## VORLIEGENDER TEXT
Ganz geanu. Wenn man die Zeiten mal zusammen zählen würde, wie lange es dauert sich in die unterschiedlichen Programme einzudenken (egal ob gut oder schlecht, aber halt immer anders). 

In dieser Zeit hätte man sich LOCKER einen Standard schreiben und testen können.


----------



## MrSpexx (26 Juli 2014)

Blockmove schrieb:


> Programmstrukturen sind eigentlich eher selten ein Thema (Falls du damit meinst, wie ein Programm gegliedert ist)



Genau das meine ich. Hab hierim Forum bisher keine Diskussion dazu entdeckt. Und dabei ist es doch ein wichtiges Thema.


----------



## vierlagig (26 Juli 2014)

MrSpexx schrieb:


> Genau das meine ich. Hab hierim Forum bisher keine Diskussion dazu entdeckt. Und dabei ist es doch ein wichtiges Thema.



Hier wurde 2008 mal ansatzweise darauf eingegangen: http://www.sps-forum.de/simatic/20768-erstellung-von-programmen-fb-fc-usw-symbolisch-moeglich.html

Und dann vermag ich mich noch an einen Thread eines Berufsschullehrers erinnern, ein Klassiker: http://www.sps-forum.de/simatic/18651-wie-programmiert-der-praktiker.html


----------



## bike (27 Juli 2014)

MrSpexx schrieb:


> Interessant diese Diskussion hatte ich vor ein  paar Wochen auch schon im Geschäft. Es geht ja nicht da drum jedes  Fitzelchen zu standardisieren. Ich empfehle dir den Programmierleitfaden  von TIA.
> Warum soll ich jedes mal das Rad neu erfinden und mir Tagelang die  Finger wund tippen oder aus unterschiedlichen Programm zusammen kopieren  um nachher alles zu testen ob ich mich nirgends vertippt habe? Meistens  hat eine Firma ja ähnliche Maschinen bzw. ist auf was spezialisiert.  und da kann der größte Teil mit einem guten Standard erschlagen werden.  Und der Rest ist dann wirklich anders und da kann man Gehirnschmalz  reinstecken.

## BEREITGESTELLTE DATEN
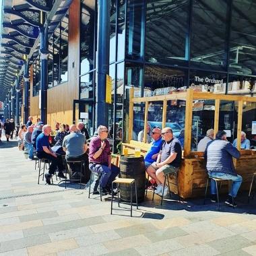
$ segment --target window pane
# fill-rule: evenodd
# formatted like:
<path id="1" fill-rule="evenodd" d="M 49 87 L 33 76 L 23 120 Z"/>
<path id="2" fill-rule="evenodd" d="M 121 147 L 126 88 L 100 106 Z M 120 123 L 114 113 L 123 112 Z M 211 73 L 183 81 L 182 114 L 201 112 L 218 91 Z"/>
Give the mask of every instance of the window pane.
<path id="1" fill-rule="evenodd" d="M 127 5 L 127 57 L 133 59 L 141 59 L 143 54 L 144 3 L 137 0 L 128 0 Z"/>
<path id="2" fill-rule="evenodd" d="M 67 81 L 67 58 L 69 49 L 69 14 L 61 21 L 61 83 Z"/>
<path id="3" fill-rule="evenodd" d="M 119 13 L 117 23 L 118 49 L 117 61 L 125 59 L 125 0 L 119 0 Z"/>
<path id="4" fill-rule="evenodd" d="M 95 0 L 81 1 L 80 74 L 94 68 Z"/>
<path id="5" fill-rule="evenodd" d="M 115 61 L 116 58 L 116 21 L 117 6 L 116 0 L 111 0 L 110 8 L 110 32 L 109 42 L 109 61 Z"/>
<path id="6" fill-rule="evenodd" d="M 147 1 L 146 57 L 152 63 L 188 59 L 189 1 Z"/>
<path id="7" fill-rule="evenodd" d="M 163 95 L 185 90 L 183 70 L 159 66 L 146 66 L 144 75 L 144 96 Z"/>
<path id="8" fill-rule="evenodd" d="M 193 1 L 191 61 L 199 67 L 226 66 L 227 1 Z"/>
<path id="9" fill-rule="evenodd" d="M 230 70 L 256 74 L 256 2 L 233 0 L 230 33 Z"/>
<path id="10" fill-rule="evenodd" d="M 59 84 L 59 48 L 60 28 L 58 28 L 53 35 L 53 86 Z"/>
<path id="11" fill-rule="evenodd" d="M 80 99 L 93 98 L 94 95 L 94 72 L 81 77 Z"/>
<path id="12" fill-rule="evenodd" d="M 227 137 L 233 142 L 237 134 L 238 102 L 236 101 L 220 100 L 219 114 L 219 130 L 227 130 L 231 134 Z"/>
<path id="13" fill-rule="evenodd" d="M 191 150 L 203 151 L 197 149 L 201 139 L 207 130 L 214 129 L 214 100 L 196 100 L 193 102 Z"/>
<path id="14" fill-rule="evenodd" d="M 225 94 L 226 75 L 215 72 L 191 70 L 189 86 L 198 92 Z"/>

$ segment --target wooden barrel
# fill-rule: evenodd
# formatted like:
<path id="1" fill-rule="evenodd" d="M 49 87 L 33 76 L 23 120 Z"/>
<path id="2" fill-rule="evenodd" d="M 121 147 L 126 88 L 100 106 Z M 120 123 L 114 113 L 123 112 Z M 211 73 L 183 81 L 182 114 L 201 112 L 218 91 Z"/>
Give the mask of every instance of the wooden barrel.
<path id="1" fill-rule="evenodd" d="M 121 178 L 135 179 L 137 183 L 138 202 L 144 201 L 146 168 L 144 158 L 140 156 L 121 156 L 120 159 L 120 173 Z M 119 185 L 120 198 L 122 201 L 131 201 L 131 186 Z M 136 201 L 135 186 L 133 187 L 133 201 Z"/>

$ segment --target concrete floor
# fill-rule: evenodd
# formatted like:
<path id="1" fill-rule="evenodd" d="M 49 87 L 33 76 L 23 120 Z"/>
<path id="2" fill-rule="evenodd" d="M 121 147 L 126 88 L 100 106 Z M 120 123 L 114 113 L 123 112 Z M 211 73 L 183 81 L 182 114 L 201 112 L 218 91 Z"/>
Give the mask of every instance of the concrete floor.
<path id="1" fill-rule="evenodd" d="M 127 205 L 110 215 L 108 196 L 37 177 L 17 141 L 0 144 L 1 255 L 256 255 L 256 199 L 245 194 L 218 212 L 202 199 L 161 207 L 150 193 L 131 218 Z"/>

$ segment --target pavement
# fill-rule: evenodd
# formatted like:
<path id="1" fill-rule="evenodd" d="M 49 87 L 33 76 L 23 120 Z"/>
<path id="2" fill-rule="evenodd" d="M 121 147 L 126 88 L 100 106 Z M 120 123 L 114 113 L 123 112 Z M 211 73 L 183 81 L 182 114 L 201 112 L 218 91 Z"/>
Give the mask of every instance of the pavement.
<path id="1" fill-rule="evenodd" d="M 202 198 L 160 206 L 150 193 L 131 218 L 126 204 L 110 215 L 110 197 L 88 199 L 88 187 L 37 179 L 34 161 L 3 140 L 0 255 L 256 255 L 256 199 L 245 193 L 234 210 L 222 196 L 218 211 Z"/>

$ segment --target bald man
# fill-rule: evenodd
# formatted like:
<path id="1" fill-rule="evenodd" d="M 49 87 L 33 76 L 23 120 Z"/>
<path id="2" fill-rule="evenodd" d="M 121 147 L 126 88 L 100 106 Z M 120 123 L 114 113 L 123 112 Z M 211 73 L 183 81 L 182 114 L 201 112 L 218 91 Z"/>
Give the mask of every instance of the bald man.
<path id="1" fill-rule="evenodd" d="M 88 156 L 86 154 L 87 141 L 84 135 L 80 133 L 75 125 L 69 127 L 70 134 L 65 136 L 62 143 L 63 150 L 66 152 L 66 160 L 68 161 L 81 161 L 84 160 L 88 165 Z M 80 164 L 71 164 L 72 170 L 71 177 L 78 180 L 81 174 Z M 86 177 L 90 175 L 86 175 Z M 89 178 L 90 179 L 90 178 Z M 88 181 L 86 180 L 86 182 Z"/>

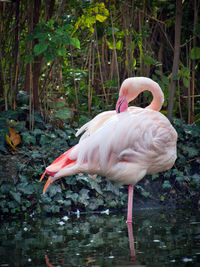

## DEINE AUFGABEN
[1] Kannst du den Abschnitt des Forenauszugs, der mit „Und dann vermag“ beginnt und mit „(27 Juli 2014)“ endet, noch einmal wiedergeben und darin „Klassiker“ durch „Dauerbrenner“ ersetzen?
[2] Wie geht der Forenauszug über Programmierstandards weiter? Setze ihn direkt nach seinem letzten Satz fort.

## DIE LÖSUNGEN
[1]
Und dann vermag ich mich noch an einen Thread eines Berufsschullehrers erinnern, ein Dauerbrenner: http://www.sps-forum.de/simatic/18651-wie-programmiert-der-praktiker.html


----------



## bike (27 Juli 2014)

[2]
> 
> Fängt man immer wieder von vorne an z.B. Zylinderfehler dort,  Ansteuerung dort, Verriegelung mal so und so, wird man über ein  bestimmtes Level nie hinaus kommen, bzw. länger brauchen oder  schlechtere Programme abliefern oder man ist richtig gut. Aber wenn ein  neuer Kollege bei Euch anfängt wird er froh sein bestimmte Dinge eben  eine Firmennorm vorzufinden.
> ...



Bitte nicht TIA, ich bin kein Masochist. :wink:
Du schreibst das wie wir es auch sehen.
Symbole, die Programmstruktur sowie Standardfunktionen sind in allen Programmen gleich.
Bei allem das besonders bzw spezifisch ist, kann der Entwickler sein Wissen und auch teilweise seine Vorlieben umsetzen.
Damit sind wir bisher und werden auch in Zukunft gut gefahren und wenn  einer zu Kreativ wird, dann kann mit dem beim Kaffee dies bereden und  einen gemeinsamen Nenner finden.


bike


----------



## ducati (27 Juli 2014)

Lord Helmchen schrieb:


> Was mir halt wirklich widerstrebt ist, dass diese Änderungen angegangen werden sollen, bevor wir auf TIA umstellen.
> Sollte es ansprechende Neuerungen in TIA geben, so können diese auf den neuen Standard von Klassik, trotz aller Bemühungen, doch nicht angewandt werden.
> 
> Dann haben wir nicht ein einheitliches System, sondern drei verschiedene:
> ...



sehe ich auch so... aber kommt halt drauf an, wieviele Anlagen Ihr noch mit Classic bauen wollt/könnt/dürft...

macht halt wenig Sinn, ne einheitliche Standardbibliothek für 2 Anlagen mit Classic zu entwickeln, wenn davon für TIA das meiste nicht mehr läuft und nochmal entwickelt werden müsste...

Gruß.

PS: ich sehe Classic noch lange nicht tot... und ob TIA sich durchsetzen wird, wäre noch abzuwarten. Von daher: kommt eben drauf an.


----------



## miasma (27 Juli 2014)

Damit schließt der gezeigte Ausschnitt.